• _Document section_

I did a little inverse math and calculated what the Jaguar thought the checksum should be, and injected that into the header. It booted! Excellent. So now I knew that the checksum code worked.
I went back to my patching tool, and poked around trying to figure out why it was failing to generate the same checksum. I thought at first it was off by one (reading one too many or one too few words). Turned out to be off by 8192! How? Well.. there's an 8k overall header on the cart, and so my checksum code just skips over that (it's the decrypted area or unused, so technically already proven). However, when I /calculated/ the checksum, I forgot to skip it. ;) Fixing that fixed the checksum.
And now the cart booted! Great! I started packaging it up.. then reluctantly decided I better test the CD entry point. "What could go wrong?" I asked. "It's just a jump."
I had previously hacked some really limited support for the CD BIOS into my emulator for this very reason - for proving the Skunkboard. But the DSP code in the emulator was a lot different than the GPU, the author had attempted pipeline emulation and it had less debug help. This took a long time to just get into a state where I could prove it was even RUNNING, let alone what it was doing.

• _Your objective_
Reproduce verbatim the stretch of the Jaguar checksum account from "I did a little" through "fixed the checksum.".

• _Information supplied_
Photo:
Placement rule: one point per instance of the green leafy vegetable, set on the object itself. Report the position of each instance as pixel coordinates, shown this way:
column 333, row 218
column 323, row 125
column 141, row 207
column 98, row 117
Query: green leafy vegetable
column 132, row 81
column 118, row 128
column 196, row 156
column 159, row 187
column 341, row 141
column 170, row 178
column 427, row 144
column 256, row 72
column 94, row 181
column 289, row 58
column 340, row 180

• _Result_
I did a little inverse math and calculated what the Jaguar thought the checksum should be, and injected that into the header. It booted! Excellent. So now I knew that the checksum code worked.
I went back to my patching tool, and poked around trying to figure out why it was failing to generate the same checksum. I thought at first it was off by one (reading one too many or one too few words). Turned out to be off by 8192! How? Well.. there's an 8k overall header on the cart, and so my checksum code just skips over that (it's the decrypted area or unused, so technically already proven). However, when I /calculated/ the checksum, I forgot to skip it. ;) Fixing that fixed the checksum.